Masih terbayang tatapan matanya saat awal berjumpa.
Seraya membekas dalam memori indah perjumpaan kita.
Tatapan yang meyakinkanku bahwa dia tercipta untukku.
Suamiku, lelaki yang begitu sabar menemaniku.
Ketika dia menahan tangis melihatku menangis.
Ketika dia memanjakanku dengan sejuta permintaanku.


Hampir sepuluh bulan usia pernikahan kami.
Waktu terasa begitu cepat berlalu.
Suamiku, tak lelah dia menemaniku.
Sabar untuk mengajariku bersabar.
Bahagia saat melihatku tertawa.
Sayang, saat kupeluk dirinya.


Inilah kisah pernikahanku.
Setahun yang lalu, aku masih belum mengenalnya.
Setahun yang lalu, temannya masih berusaha menjodohkanku dengannya.
Sungguh, inilah rezeki  jodoh yang Allah anugerahkan pada kami.


Semoga Allah selalu merahmati kami, aamiin …

Selasa, 26 Februari 2013

Bunda mencintaimu, anakku….




Menjadi wanita karir memang pernah terbayangkan olehku, namun aku tak pernah merasakan segalau ini. Menatap paras para anak yang dititipkan pembantu, rasanya hatiku miris. Aku tahu pertanyaan suamiku sangat wajar, setelah cuti melahirkanku habis, buah hati kami akan diasuh oleh siapa. Sementara kedua orangtuaku punya kehidupan sendiri di Surabaya. Sedangkan mertuaku tinggal di Surakarta. Lalu, anakku akan tinggal bersama siapa.

Ini sudah menginjak tujuh bulan kehamilanku. Rasa bahagia dan galau bercampur menjadi satu. Bahagia karena dalam tahun pertama pernikahanku, buah hati inilah kado terhebat dari Allah. Galau karena statusku yang masih wanita karir. Meskipun, suamiku pun ikhlas jika aku memutuskan untuk menjadi ibu rumah tangga saja.

Ada satu keinginan yang sangat ingin kuwujudkan. Mimpi mertuaku dan kedua orangtuaku untuk umroh ke tanah suci. Tentu saja itu membutuhkan uang yang tidak sedikit. Sengaja aku mendahulukan prioritas ini dibandingkan melunasi rumah kami. Karena usia mereka yang semakin bertambah. Aku sangat ingin melihat senyum mereka menghiasiku. Aku hanya ingin membuat mereka bahagia. Namun, aku juga tidak ingin mengorbankan kebahagiaan buah hatiku.

———

▸ **Instruksi 1**
Menurut teks tentang pernikahan, di kota mana mertua tokoh "aku" tinggal?
▸ **Instruksi 2**
Tuliskan lanjutan teks tentang pernikahan, dimulai setelah kalimat terakhirnya.
Baris-baris data merupakan bahan tersendiri yang terpisah dari teks tentang pernikahan.

▸ **Informasi yang Diberikan**
———

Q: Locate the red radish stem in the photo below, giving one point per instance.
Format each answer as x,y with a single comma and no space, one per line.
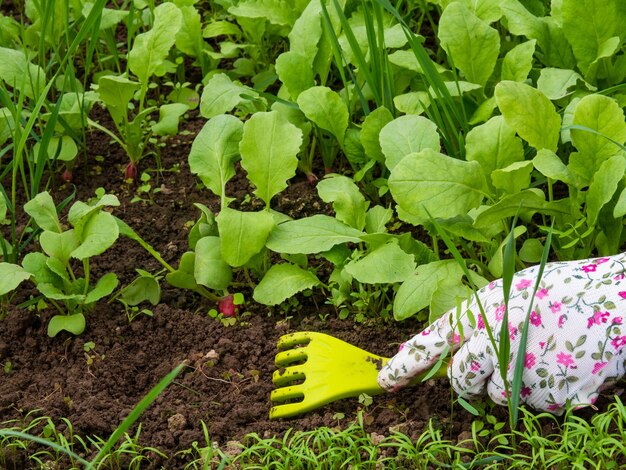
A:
227,307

———

▸ **Jawaban yang Diharapkan 1**
Di Surakarta.

▸ **Jawaban yang Diharapkan 2**
Sebenarnya, sudah lama aku ingin membuka usaha sendiri. Waktu dan kondisi lebih fleksibel untuk mendidik putra-putriku. Namun dalam waktu dekat aku merasa belum mampu. Aku masih belum punya kekuatan untuk membangun usaha sendiri dari nol.

Selama ini setengah dari gaji suamiku untuk mencicil hutang rumah. Sementara tabunganku dibiarkan utuh, untuk kelak membangun sebuah kamar tempat bermain sang buah hati. Pengeluaran perbulan pun bisa dikatakan cukup tinggi. Apalagi, selama bekerja, aku jarang sekali memasak. Paling sering suamiku mentraktirku, dengan sekali makan paling sedikit dua puluh lima ribu. Bahkan tak jarang suamiku mengajakku makan di restoran sea food dengan pengeluaran sebesar tujuh puluh ribu.

Aku galau, namun kucoba redam kegalauan ini. Memohon petunjuk pada Allah apa yang terbaik bagi kami. Tak luput syukur kepada Allah yang menganugerahkan lelaki yang sabar untuk mendampingiku. Semoga Allah selalu melindungi kami, buah hati kami, melancarkan proses persalinanku. Aamiin.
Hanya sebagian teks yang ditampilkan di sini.